■ **Textabschnitt**:
Der andauernde Rüstungswettlauf zwischen Rationalisierung und Verunsicherung führt überdies dazu, dass sich diese Spannung in der globalisierten Spätmoderne noch verstärkt. Dabei mag es zunächst scheinen, als sei der Konflikt zwischen Sicherheit und Freiheit in einer grenzenlosen Welt überwunden – erweckt die Ausdifferenzierung von sozialen Rollen, Identitätsangeboten und Handlungsoptionen doch den Eindruck, dass man müssen kann, was man will, und wollen kann, was man muss.
Der objektive Gewinn an Möglichkeiten wird überschattet von einer permanenten Angst vor der falschen Entscheidung: "Given this rapid rate of change, the increasing knowledge of risk and danger, the sense that the rules for survival no longer guarantee a good life, the commodification of all value, life is increasingly lived in a state of controlled panic."
So gesehen ist es zu einfach zu behaupten, dass die globalisierte Welt "erkalte", Affekte und Emotionen aus ihr also einfach verschwänden.
Ihren empirischen Ausdruck findet diese Gefahr überall dort, wo Handlungsfähigkeit durch die zunehmende Entfremdung der Selbst-, Sozial- und Naturverhältnisse nicht nur belastet, sondern überfordert wird. Für die Selbstverhältnisse wird das eindrücklich am Beispiel der Depression, deren Verbreitung epidemisch zuzunehmen scheint und die für den französischen Soziologen Alain Ehrenberg "die (unvermeidliche Kehrseite) eines Individuums, das nur es selbst sein will und diesem Anspruch nie gerecht wird"

■ **Daten zur Analyse**:

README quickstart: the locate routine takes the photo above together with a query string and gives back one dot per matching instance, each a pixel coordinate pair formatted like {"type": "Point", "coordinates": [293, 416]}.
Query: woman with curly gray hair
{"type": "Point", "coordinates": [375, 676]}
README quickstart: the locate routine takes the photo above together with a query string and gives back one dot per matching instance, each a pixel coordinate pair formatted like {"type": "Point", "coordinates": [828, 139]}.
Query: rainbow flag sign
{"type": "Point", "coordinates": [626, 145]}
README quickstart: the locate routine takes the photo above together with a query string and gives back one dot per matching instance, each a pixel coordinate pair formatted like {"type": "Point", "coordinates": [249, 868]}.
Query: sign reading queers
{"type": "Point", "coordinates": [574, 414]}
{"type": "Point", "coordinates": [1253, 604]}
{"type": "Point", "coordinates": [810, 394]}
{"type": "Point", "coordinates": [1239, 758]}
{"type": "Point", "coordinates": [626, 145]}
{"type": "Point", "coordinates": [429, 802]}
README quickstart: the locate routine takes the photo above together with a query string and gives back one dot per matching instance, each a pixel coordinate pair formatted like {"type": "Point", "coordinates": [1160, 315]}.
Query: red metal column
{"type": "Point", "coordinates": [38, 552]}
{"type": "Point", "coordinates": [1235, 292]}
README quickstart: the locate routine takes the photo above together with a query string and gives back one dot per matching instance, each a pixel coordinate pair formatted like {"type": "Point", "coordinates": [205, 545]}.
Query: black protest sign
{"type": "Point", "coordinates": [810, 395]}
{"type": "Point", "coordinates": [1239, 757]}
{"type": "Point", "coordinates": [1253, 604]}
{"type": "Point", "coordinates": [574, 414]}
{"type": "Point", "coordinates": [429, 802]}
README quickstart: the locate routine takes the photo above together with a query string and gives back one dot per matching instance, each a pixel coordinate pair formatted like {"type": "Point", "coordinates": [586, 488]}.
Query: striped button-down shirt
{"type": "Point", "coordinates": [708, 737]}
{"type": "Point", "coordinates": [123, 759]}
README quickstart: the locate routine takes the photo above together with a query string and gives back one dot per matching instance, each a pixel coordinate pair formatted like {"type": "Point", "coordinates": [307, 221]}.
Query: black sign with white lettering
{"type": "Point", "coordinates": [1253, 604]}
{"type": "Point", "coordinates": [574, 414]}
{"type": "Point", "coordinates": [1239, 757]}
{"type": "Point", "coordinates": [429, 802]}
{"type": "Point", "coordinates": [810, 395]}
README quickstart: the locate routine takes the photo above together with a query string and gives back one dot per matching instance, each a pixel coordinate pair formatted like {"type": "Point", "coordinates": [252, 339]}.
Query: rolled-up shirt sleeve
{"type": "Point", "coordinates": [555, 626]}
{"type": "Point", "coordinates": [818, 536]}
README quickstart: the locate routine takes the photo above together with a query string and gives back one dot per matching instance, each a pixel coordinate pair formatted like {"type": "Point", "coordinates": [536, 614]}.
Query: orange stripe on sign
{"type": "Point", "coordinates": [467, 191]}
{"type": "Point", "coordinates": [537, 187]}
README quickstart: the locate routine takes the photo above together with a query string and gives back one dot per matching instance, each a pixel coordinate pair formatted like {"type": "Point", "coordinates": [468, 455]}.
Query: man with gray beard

■ **Aufgaben**:
[1] Zähle auf, was sich laut dem Textabschnitt ausdifferenziert und so den Eindruck grenzenloser Möglichkeiten erweckt.
[2] Setze den Textabschnitt über Entfremdung in der Spätmoderne fort.
Die Daten spielen hierfür keine Rolle.

■ **Erwartete Antworten**:
[1] soziale Rollen, Identitätsangebote, Handlungsoptionen

[2]
Psychische Erkrankungen, Verdrossenheit und Entwurzelung sind zunächst normative Probleme, welche die Frage nach gerechterer Verteilung der Lasten der Globalisierung aufwerfen. Zugleich aber sind sie Quelle von Folgeproblemen, die den Modernisierungsprozess insgesamt gefährden. Erinnern wir uns des oben ausgeführten Arguments: Handlungsunfähigkeit bedeutet nicht die Abwesenheit von affektiver Energie, sondern die Unfähigkeit, diese in Handlungen umzusetzen. Mit innerer Ruhe hat sie nichts zu tun. Vielmehr bedeutet sie permanente Aktivierung, unentwegtes Suchen nach einem Ausweg, bei dem jede Lösung besser ist als keine.
Schlussfolgerungen
Verstanden als körperlich gespürte Korrelate sozialer Verunsicherung bieten Gefühle Orientierung (aber keine Gewissheit), wo unsere kognitiven Ressourcen unzuverlässig werden. Dadurch verweisen sie, angesiedelt an der Schnittstelle zwischen Struktur und Handeln, auf die Problematik sozialen Wandels – auf jene Stellen im Sozialen, wo sich die Frage nach (besseren oder schlechteren) Alternativen am dringendsten stellt.
Einer theoretischen Perspektive bieten Gefühle somit ein begriffliches Werkzeug, um die Funktionsweise der Globalisierung zugleich in ihrer Kontinuität und Veränderlichkeit zu verstehen. Einer empirischen Perspektive bieten sie einen Wegweiser zu den Brennpunkten sozialen Wandels, an denen sich die Probleme und die politischen Strategien, die um ihre Bewältigung ringen, untersuchen lassen. Und einer zeitdiagnostischen (oder -kritischen) Perspektive schließlich eröffnet die Einbeziehung der Gefühle einen differenzierteren Zugang zu den – gegenwärtigen und zukünftigen – Folgen von Globalisierung: So können wir der affektiven Signatur der Globalisierung bestimmte Probleme – wie die Überforderung von Flugbegleitern – zuordnen, und diese zugleich in ihren soziologischen Zusammenhängen verstehen. Im Unbehagen fordert die Globalisierung ihren Preis – und uns dazu auf, zu bewerten, ob dieser Preis gerechtfertigt ist oder sich die Bilanz gesellschaftlicher Modernisierung verbessern lässt.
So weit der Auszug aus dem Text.